> **Task directions**: Leave out all lines before the one containing "Target: sneaker", and copy that line and all the rest below it exactly.

----------

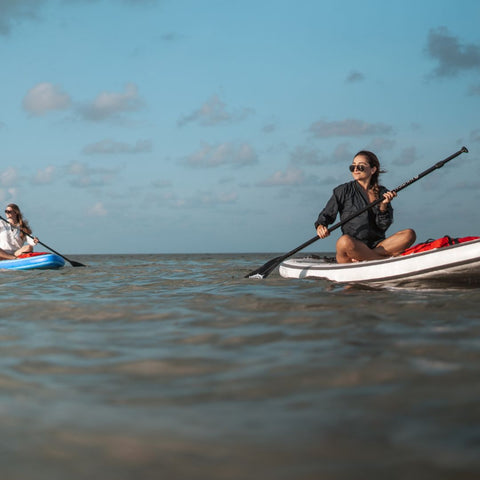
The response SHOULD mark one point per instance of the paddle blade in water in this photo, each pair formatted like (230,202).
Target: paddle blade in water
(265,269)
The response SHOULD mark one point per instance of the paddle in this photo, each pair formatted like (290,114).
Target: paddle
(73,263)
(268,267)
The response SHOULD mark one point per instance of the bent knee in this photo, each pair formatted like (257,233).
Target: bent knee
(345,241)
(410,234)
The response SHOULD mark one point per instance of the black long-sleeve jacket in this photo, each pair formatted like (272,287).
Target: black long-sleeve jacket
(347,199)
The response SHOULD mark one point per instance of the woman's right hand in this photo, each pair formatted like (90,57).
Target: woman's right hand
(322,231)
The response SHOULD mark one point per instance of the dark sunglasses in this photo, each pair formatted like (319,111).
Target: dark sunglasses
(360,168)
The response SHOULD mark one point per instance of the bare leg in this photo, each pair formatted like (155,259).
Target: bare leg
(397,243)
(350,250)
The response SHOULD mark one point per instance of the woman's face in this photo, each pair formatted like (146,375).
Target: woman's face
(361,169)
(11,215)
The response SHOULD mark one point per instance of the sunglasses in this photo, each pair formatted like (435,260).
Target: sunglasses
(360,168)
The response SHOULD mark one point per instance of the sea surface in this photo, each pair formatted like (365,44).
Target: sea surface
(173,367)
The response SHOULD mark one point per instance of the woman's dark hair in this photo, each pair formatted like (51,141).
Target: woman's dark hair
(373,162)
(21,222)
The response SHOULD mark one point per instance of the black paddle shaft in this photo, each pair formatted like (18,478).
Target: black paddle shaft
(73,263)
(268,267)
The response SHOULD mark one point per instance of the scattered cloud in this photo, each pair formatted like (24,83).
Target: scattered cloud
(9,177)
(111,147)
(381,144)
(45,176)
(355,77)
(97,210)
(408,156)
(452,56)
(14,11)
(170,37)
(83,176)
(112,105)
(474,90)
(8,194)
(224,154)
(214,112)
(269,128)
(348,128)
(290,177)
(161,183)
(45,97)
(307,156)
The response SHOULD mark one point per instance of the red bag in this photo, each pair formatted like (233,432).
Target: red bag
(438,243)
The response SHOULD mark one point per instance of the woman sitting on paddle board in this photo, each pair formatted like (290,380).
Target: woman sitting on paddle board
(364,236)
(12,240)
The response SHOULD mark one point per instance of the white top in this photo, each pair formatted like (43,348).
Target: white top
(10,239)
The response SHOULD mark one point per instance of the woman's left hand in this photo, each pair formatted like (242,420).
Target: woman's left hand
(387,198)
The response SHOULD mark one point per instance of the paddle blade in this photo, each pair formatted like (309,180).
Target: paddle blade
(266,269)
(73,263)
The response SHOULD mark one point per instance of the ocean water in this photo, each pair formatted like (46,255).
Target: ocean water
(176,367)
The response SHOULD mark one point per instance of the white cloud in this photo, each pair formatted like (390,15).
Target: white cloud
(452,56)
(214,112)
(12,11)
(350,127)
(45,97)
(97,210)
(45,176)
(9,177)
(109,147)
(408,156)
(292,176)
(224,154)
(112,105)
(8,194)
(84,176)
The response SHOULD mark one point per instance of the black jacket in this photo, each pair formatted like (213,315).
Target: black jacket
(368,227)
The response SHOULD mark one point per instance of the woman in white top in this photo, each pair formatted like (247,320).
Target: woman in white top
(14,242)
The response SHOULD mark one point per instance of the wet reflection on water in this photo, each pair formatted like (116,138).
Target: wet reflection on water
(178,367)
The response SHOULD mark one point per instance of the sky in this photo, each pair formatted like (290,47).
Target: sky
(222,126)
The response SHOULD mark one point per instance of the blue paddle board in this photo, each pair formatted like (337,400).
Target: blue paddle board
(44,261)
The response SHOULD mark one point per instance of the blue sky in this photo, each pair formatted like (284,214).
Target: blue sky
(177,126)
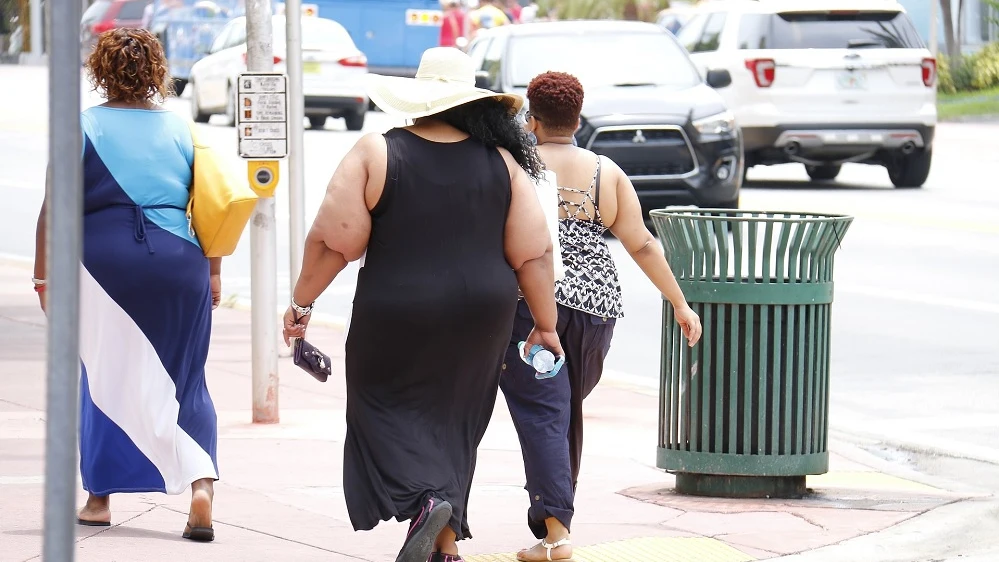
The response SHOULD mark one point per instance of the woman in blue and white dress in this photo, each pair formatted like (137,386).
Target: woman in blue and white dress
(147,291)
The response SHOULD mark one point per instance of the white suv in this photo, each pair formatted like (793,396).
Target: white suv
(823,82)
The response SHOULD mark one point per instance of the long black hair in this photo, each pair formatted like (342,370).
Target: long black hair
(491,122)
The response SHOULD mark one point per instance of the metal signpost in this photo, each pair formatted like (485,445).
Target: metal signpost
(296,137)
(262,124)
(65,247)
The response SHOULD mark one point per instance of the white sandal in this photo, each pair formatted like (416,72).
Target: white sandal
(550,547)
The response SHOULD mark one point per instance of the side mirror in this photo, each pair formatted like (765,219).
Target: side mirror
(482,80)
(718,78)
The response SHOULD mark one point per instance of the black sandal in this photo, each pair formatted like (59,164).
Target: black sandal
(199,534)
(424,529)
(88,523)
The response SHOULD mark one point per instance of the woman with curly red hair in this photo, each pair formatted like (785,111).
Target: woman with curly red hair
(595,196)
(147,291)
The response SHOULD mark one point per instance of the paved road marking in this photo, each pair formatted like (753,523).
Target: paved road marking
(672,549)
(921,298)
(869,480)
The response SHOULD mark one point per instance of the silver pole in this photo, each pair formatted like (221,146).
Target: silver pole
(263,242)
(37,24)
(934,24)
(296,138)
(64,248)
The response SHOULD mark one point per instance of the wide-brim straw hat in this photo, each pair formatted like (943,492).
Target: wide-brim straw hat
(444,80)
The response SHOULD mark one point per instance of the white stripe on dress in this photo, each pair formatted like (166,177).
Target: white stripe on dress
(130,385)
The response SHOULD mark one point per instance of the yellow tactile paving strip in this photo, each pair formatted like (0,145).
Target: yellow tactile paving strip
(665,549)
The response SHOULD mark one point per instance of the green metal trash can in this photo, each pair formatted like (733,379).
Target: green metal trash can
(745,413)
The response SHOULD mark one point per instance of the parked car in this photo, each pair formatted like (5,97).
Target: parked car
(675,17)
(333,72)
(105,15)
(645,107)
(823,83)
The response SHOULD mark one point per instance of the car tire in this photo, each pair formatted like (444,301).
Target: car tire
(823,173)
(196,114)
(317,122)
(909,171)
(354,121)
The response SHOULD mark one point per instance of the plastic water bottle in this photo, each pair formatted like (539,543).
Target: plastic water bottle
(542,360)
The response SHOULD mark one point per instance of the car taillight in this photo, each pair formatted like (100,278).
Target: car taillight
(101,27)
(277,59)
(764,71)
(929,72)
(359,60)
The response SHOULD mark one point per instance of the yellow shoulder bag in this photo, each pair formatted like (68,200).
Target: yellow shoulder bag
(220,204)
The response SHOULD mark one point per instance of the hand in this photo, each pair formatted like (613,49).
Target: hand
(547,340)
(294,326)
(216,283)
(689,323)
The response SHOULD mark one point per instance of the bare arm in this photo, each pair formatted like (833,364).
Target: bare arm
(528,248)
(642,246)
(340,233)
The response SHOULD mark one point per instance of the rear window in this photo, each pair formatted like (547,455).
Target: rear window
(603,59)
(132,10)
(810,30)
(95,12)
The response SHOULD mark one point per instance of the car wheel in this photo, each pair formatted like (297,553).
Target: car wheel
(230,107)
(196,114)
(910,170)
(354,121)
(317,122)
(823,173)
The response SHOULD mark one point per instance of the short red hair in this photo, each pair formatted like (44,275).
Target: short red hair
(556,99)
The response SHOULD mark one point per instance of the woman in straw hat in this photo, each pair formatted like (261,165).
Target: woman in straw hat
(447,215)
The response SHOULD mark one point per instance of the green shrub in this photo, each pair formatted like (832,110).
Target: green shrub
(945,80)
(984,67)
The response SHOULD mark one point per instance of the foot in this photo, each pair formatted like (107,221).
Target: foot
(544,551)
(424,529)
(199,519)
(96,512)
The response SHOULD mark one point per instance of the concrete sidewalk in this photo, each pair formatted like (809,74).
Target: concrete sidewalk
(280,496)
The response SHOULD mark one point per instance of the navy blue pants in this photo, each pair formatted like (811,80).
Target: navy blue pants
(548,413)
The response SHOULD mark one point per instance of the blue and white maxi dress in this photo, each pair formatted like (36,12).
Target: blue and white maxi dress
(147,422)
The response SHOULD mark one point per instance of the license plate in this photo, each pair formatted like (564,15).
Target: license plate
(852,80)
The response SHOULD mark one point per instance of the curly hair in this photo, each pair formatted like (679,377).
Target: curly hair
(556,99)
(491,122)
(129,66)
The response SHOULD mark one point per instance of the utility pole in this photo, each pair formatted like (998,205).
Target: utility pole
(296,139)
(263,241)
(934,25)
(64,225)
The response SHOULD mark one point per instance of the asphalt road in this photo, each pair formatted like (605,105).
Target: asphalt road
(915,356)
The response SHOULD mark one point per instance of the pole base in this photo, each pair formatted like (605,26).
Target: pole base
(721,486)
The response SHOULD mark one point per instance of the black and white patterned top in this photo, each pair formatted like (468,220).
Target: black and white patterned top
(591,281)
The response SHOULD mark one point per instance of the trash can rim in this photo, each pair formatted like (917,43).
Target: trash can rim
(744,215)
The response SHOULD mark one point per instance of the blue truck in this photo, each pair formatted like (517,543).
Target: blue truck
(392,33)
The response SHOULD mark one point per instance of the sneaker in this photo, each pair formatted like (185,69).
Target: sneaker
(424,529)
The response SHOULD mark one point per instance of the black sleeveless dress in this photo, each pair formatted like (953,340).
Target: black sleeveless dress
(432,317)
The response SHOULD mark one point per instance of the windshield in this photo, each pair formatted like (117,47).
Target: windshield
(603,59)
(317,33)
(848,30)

----------

> **Exercise solution**:
Target: sneaker
(424,529)
The response SHOULD mark one point per instance of the black sleeveless dress in this photo, each pair formatted like (953,340).
Target: black sleeveless dress
(432,317)
The response SHOULD mark one point per instance of the windshield in this photo, each pair formatted like (117,47).
Target: windshield
(603,59)
(317,33)
(848,30)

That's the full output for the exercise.